WHAT YOU WILL DO: Check every line of the listing below for "tray", and report how many lines have it, as a number with nothing more.

DATA:
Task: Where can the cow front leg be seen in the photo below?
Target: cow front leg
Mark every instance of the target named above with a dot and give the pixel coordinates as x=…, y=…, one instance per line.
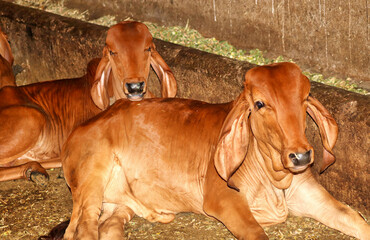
x=20, y=129
x=231, y=208
x=306, y=197
x=112, y=221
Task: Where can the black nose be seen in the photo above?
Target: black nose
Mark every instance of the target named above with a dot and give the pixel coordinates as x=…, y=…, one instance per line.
x=135, y=88
x=301, y=159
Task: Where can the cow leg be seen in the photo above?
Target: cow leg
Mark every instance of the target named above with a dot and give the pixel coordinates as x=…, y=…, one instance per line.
x=231, y=208
x=87, y=178
x=20, y=129
x=306, y=197
x=112, y=221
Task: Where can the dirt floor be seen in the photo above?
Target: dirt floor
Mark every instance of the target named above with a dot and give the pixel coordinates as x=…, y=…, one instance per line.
x=28, y=210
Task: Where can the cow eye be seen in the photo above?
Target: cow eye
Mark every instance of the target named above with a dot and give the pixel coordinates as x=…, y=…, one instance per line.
x=259, y=104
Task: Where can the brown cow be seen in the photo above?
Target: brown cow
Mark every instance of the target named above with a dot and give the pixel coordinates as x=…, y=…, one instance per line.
x=245, y=163
x=6, y=62
x=35, y=120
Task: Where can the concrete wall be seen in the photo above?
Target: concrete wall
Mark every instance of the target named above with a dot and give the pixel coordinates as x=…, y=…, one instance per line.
x=49, y=47
x=327, y=36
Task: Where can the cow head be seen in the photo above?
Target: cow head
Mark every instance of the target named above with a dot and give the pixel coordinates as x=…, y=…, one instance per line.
x=126, y=61
x=270, y=115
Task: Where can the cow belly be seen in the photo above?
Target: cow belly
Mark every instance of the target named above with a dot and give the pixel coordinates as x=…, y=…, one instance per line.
x=269, y=207
x=149, y=197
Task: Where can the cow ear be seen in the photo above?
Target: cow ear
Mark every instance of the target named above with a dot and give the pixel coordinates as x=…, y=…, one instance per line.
x=164, y=73
x=328, y=130
x=5, y=50
x=99, y=89
x=232, y=145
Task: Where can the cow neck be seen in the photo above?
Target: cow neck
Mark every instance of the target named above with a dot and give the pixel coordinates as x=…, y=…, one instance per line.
x=279, y=178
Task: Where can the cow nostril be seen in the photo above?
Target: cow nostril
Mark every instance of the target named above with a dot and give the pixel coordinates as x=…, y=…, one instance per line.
x=300, y=159
x=137, y=87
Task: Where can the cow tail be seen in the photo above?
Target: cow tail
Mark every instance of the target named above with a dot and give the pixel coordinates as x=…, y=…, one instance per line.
x=57, y=232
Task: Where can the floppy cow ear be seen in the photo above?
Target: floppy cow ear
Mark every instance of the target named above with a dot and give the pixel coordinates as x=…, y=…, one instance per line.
x=5, y=50
x=232, y=145
x=99, y=89
x=164, y=73
x=328, y=130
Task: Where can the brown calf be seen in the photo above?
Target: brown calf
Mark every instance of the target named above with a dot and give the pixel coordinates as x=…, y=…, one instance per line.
x=245, y=163
x=35, y=120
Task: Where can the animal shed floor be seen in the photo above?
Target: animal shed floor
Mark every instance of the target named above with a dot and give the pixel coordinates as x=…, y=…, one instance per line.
x=28, y=211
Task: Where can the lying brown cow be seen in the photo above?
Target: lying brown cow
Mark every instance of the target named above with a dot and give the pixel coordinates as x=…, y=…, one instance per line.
x=6, y=62
x=245, y=163
x=35, y=120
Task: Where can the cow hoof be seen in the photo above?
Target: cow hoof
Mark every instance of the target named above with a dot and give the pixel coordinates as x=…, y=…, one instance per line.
x=39, y=178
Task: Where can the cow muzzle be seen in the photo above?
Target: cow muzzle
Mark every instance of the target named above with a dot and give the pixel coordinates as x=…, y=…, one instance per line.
x=135, y=90
x=300, y=160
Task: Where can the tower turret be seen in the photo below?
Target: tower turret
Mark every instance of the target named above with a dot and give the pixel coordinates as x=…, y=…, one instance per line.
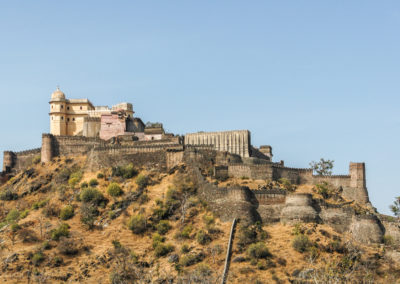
x=58, y=113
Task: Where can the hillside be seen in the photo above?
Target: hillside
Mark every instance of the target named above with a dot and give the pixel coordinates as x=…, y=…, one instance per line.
x=60, y=222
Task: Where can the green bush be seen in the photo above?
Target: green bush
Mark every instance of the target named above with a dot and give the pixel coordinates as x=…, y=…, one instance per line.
x=190, y=259
x=208, y=220
x=163, y=249
x=203, y=238
x=61, y=231
x=12, y=216
x=186, y=231
x=89, y=213
x=142, y=181
x=75, y=178
x=185, y=248
x=137, y=224
x=91, y=195
x=301, y=243
x=46, y=245
x=163, y=227
x=37, y=258
x=15, y=227
x=114, y=189
x=36, y=160
x=157, y=239
x=129, y=171
x=40, y=204
x=258, y=251
x=286, y=184
x=8, y=195
x=67, y=212
x=93, y=182
x=126, y=172
x=24, y=214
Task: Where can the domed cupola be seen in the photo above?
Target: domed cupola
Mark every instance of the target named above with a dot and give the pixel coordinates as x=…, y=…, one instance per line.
x=57, y=95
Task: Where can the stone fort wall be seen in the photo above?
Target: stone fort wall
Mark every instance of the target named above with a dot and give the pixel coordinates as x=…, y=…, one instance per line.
x=235, y=142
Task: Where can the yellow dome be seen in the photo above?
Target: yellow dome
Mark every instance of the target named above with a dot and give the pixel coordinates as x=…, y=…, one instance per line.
x=57, y=95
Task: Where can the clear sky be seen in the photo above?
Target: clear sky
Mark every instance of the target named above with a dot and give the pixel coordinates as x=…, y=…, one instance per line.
x=311, y=78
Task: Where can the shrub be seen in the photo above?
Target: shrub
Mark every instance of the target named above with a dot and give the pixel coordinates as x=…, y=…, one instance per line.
x=143, y=198
x=36, y=160
x=208, y=220
x=258, y=251
x=190, y=259
x=137, y=224
x=63, y=176
x=61, y=231
x=39, y=204
x=301, y=243
x=157, y=239
x=8, y=195
x=51, y=210
x=93, y=182
x=202, y=237
x=163, y=249
x=92, y=195
x=125, y=172
x=24, y=214
x=163, y=227
x=67, y=212
x=129, y=171
x=57, y=261
x=186, y=231
x=46, y=245
x=88, y=214
x=114, y=189
x=27, y=235
x=37, y=258
x=142, y=181
x=67, y=247
x=12, y=216
x=15, y=227
x=185, y=248
x=388, y=240
x=286, y=184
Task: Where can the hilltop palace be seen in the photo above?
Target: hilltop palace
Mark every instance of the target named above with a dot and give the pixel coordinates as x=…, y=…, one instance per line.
x=112, y=135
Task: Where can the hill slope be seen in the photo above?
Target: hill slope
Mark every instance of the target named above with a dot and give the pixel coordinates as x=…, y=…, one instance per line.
x=61, y=223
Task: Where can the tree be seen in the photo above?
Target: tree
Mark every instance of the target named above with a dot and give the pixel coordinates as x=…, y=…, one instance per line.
x=395, y=207
x=323, y=167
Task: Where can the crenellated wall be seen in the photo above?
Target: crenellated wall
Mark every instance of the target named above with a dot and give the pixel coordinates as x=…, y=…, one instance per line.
x=17, y=161
x=235, y=142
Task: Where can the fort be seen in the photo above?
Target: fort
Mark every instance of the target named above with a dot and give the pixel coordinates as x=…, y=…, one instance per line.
x=113, y=136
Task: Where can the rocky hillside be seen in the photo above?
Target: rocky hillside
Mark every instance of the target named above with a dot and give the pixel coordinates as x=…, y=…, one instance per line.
x=60, y=223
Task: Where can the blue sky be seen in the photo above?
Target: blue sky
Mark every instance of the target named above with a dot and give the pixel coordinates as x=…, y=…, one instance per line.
x=311, y=78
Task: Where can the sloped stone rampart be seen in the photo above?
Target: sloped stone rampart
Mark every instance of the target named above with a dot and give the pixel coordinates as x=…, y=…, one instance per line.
x=366, y=229
x=298, y=208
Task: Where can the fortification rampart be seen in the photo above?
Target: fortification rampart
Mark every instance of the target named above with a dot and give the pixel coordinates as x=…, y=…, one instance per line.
x=17, y=161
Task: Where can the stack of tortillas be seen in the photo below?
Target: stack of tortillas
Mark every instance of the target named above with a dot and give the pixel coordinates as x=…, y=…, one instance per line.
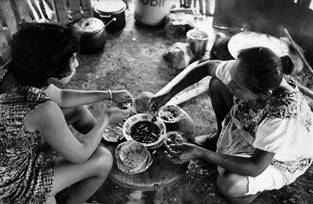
x=132, y=157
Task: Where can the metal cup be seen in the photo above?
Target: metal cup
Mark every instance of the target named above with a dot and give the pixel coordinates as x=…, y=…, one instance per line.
x=198, y=41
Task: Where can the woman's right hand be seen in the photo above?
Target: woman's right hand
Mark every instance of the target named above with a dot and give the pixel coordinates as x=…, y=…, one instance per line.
x=156, y=102
x=117, y=115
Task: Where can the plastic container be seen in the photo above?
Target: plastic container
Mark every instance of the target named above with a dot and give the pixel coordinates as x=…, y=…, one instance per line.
x=198, y=41
x=152, y=12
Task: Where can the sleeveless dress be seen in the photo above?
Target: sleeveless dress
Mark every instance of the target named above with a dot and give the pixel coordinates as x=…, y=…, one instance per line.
x=26, y=167
x=284, y=126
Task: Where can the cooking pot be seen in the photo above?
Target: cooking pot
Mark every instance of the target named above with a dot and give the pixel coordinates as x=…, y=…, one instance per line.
x=106, y=10
x=91, y=34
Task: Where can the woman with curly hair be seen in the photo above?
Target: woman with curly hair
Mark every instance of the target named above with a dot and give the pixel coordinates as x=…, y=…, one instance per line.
x=39, y=154
x=265, y=124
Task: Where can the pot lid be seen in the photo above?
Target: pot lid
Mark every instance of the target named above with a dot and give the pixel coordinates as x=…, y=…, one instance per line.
x=89, y=25
x=109, y=6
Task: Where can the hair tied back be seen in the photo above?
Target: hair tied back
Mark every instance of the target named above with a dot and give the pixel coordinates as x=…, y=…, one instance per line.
x=287, y=64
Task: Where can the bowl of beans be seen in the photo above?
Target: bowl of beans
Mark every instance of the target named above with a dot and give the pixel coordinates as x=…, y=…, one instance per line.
x=146, y=129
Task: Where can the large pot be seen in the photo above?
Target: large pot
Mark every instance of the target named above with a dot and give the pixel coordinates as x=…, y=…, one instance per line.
x=152, y=12
x=110, y=10
x=91, y=34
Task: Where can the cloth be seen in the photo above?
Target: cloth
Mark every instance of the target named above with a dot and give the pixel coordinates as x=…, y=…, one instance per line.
x=26, y=169
x=284, y=126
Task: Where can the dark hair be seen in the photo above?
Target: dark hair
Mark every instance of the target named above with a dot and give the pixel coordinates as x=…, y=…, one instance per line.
x=40, y=51
x=264, y=68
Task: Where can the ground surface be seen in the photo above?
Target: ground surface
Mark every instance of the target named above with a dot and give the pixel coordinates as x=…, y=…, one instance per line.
x=132, y=60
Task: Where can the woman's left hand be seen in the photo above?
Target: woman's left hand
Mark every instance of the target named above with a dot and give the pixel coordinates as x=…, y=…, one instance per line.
x=181, y=153
x=122, y=97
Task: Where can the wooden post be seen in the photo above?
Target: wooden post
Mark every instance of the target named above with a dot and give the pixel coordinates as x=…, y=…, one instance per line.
x=87, y=8
x=201, y=7
x=15, y=12
x=61, y=10
x=75, y=9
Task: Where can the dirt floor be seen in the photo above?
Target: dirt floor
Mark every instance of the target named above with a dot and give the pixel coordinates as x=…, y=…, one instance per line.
x=132, y=60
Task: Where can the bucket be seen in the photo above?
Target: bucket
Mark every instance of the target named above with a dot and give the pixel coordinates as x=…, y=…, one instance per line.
x=198, y=41
x=152, y=12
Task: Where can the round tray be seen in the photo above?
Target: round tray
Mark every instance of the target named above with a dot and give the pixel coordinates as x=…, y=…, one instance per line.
x=145, y=117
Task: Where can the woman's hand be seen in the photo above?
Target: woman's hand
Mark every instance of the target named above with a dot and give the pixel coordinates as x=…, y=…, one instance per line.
x=181, y=153
x=122, y=97
x=142, y=101
x=156, y=102
x=117, y=115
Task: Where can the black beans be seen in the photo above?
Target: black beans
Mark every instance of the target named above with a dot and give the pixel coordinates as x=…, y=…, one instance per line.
x=145, y=132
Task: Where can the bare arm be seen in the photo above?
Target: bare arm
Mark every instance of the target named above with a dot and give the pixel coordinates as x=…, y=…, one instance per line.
x=191, y=75
x=67, y=98
x=252, y=166
x=49, y=120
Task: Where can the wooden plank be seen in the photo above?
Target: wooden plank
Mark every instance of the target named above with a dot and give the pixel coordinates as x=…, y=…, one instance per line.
x=15, y=12
x=194, y=3
x=191, y=92
x=201, y=7
x=24, y=11
x=4, y=48
x=8, y=17
x=75, y=9
x=61, y=10
x=188, y=93
x=87, y=8
x=207, y=7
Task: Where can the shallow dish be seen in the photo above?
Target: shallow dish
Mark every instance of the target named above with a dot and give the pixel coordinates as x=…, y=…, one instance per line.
x=132, y=157
x=145, y=129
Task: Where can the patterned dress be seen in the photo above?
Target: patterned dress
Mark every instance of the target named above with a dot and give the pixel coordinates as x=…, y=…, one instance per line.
x=243, y=126
x=26, y=168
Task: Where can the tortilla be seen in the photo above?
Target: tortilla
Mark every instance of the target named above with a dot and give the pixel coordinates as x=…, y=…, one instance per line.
x=174, y=137
x=133, y=154
x=249, y=39
x=170, y=113
x=113, y=134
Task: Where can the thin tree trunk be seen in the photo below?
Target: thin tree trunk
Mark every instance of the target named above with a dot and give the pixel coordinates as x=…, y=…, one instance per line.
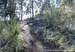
x=32, y=8
x=21, y=10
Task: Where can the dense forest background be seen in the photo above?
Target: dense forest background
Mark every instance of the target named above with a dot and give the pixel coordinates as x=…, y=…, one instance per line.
x=37, y=25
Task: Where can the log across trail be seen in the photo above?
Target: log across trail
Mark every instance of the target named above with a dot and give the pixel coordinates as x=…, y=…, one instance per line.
x=30, y=42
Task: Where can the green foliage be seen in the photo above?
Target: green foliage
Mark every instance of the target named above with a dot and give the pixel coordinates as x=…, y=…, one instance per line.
x=68, y=2
x=9, y=36
x=56, y=21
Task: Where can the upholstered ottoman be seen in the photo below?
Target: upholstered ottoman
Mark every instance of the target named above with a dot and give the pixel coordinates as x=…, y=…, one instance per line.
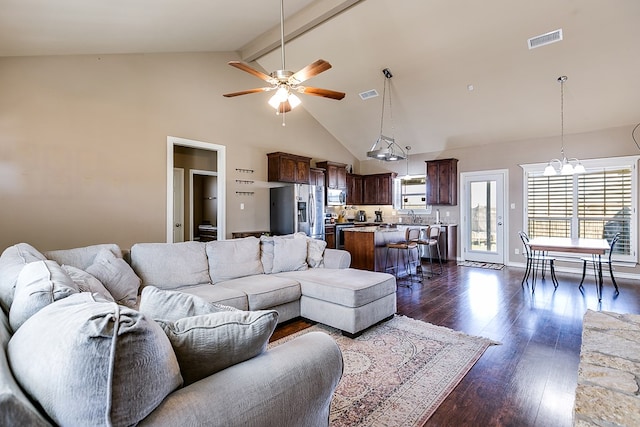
x=347, y=299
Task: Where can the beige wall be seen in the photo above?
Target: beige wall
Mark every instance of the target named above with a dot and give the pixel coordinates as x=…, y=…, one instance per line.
x=83, y=143
x=604, y=143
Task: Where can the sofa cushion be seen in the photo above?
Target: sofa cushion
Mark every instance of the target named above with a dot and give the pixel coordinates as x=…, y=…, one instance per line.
x=12, y=260
x=39, y=284
x=170, y=265
x=116, y=276
x=209, y=343
x=219, y=295
x=173, y=305
x=347, y=287
x=265, y=291
x=229, y=259
x=289, y=254
x=82, y=257
x=15, y=408
x=86, y=282
x=88, y=361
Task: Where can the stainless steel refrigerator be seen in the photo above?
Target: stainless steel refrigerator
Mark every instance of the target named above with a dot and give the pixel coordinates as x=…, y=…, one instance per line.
x=298, y=207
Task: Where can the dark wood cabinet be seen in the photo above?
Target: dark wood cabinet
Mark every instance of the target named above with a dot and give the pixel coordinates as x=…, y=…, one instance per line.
x=335, y=174
x=377, y=189
x=330, y=235
x=284, y=167
x=316, y=176
x=442, y=182
x=354, y=189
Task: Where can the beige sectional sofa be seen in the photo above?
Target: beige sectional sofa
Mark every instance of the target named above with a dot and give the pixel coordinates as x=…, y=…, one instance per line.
x=81, y=348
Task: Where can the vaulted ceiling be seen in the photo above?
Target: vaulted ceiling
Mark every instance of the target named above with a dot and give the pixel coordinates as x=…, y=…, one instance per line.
x=463, y=74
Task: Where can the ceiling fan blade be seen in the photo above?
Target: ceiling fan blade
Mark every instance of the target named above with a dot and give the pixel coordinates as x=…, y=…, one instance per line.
x=309, y=71
x=246, y=67
x=246, y=92
x=322, y=92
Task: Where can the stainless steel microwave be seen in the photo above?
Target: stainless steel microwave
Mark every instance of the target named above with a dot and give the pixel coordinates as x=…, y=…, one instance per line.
x=336, y=197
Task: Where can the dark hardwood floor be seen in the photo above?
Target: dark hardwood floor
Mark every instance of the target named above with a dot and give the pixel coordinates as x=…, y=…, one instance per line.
x=530, y=379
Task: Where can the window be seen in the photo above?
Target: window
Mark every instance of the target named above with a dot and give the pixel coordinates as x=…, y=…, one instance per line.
x=596, y=204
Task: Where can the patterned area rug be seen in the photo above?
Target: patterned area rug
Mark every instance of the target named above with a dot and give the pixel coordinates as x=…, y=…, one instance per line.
x=397, y=373
x=481, y=265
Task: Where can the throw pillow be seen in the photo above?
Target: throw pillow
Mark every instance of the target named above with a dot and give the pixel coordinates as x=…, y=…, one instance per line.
x=158, y=304
x=86, y=282
x=289, y=254
x=11, y=262
x=117, y=276
x=229, y=259
x=88, y=361
x=212, y=342
x=39, y=284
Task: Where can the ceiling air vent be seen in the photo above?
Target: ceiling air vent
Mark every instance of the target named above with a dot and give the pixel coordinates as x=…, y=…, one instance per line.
x=368, y=94
x=544, y=39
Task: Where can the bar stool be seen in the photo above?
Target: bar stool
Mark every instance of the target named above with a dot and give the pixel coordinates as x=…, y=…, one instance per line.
x=407, y=245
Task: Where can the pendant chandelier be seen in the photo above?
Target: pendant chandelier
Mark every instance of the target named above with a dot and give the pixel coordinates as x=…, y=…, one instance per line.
x=385, y=148
x=564, y=166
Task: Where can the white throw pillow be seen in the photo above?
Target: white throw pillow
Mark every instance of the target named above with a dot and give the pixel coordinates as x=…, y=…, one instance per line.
x=117, y=276
x=212, y=342
x=159, y=304
x=86, y=282
x=39, y=284
x=289, y=254
x=230, y=259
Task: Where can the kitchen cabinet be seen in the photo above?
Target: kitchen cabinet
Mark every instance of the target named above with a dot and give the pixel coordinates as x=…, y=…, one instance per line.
x=442, y=182
x=330, y=235
x=284, y=167
x=316, y=176
x=354, y=189
x=377, y=189
x=335, y=174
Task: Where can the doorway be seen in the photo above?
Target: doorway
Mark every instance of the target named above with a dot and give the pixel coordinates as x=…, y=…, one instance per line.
x=220, y=211
x=483, y=216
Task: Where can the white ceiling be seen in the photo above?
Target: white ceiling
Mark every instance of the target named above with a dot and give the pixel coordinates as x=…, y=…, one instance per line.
x=434, y=48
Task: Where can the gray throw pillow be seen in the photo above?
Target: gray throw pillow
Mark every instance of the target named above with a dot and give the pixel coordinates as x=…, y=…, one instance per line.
x=158, y=304
x=212, y=342
x=11, y=262
x=91, y=362
x=117, y=276
x=39, y=284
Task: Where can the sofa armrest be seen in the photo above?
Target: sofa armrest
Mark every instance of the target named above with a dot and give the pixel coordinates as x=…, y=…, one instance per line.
x=289, y=385
x=336, y=258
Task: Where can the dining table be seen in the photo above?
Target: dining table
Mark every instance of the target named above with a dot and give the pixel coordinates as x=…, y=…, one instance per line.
x=579, y=245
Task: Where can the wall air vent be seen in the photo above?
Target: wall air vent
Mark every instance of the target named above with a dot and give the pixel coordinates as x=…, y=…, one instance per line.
x=545, y=39
x=368, y=94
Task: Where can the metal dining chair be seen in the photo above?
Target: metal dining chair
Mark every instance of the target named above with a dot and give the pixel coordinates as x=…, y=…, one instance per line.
x=533, y=260
x=591, y=260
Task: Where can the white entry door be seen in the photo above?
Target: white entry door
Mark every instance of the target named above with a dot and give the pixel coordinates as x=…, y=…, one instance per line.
x=483, y=211
x=178, y=205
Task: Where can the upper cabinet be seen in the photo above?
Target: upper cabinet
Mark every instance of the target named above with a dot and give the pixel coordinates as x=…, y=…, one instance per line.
x=442, y=182
x=284, y=167
x=335, y=174
x=354, y=189
x=377, y=189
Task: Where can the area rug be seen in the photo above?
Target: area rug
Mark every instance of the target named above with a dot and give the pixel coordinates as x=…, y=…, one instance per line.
x=481, y=265
x=398, y=372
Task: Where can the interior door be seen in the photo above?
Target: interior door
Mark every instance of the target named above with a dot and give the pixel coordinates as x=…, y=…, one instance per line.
x=484, y=216
x=178, y=205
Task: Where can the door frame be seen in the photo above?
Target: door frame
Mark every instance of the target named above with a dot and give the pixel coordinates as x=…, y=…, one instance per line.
x=465, y=229
x=192, y=173
x=173, y=141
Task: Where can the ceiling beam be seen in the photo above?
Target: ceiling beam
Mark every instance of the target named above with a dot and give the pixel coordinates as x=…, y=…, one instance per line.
x=308, y=18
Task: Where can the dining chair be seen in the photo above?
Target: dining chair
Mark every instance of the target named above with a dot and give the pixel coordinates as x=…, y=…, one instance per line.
x=591, y=260
x=407, y=245
x=533, y=260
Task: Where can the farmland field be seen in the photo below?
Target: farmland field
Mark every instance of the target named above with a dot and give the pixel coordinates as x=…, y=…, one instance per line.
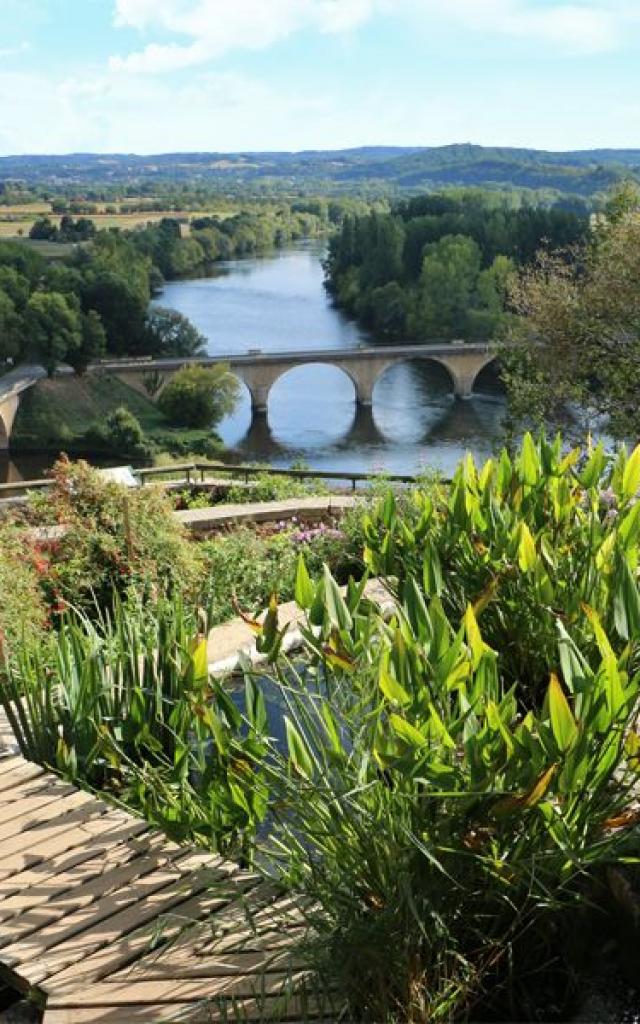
x=16, y=221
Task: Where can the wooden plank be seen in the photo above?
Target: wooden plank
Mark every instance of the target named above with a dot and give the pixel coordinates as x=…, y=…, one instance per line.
x=125, y=1015
x=74, y=807
x=105, y=921
x=124, y=953
x=50, y=840
x=165, y=965
x=49, y=803
x=193, y=990
x=19, y=771
x=117, y=867
x=37, y=885
x=25, y=787
x=278, y=1009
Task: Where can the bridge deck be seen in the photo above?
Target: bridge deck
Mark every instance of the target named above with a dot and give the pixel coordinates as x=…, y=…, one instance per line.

RESULT OF THE EXERCISE: 2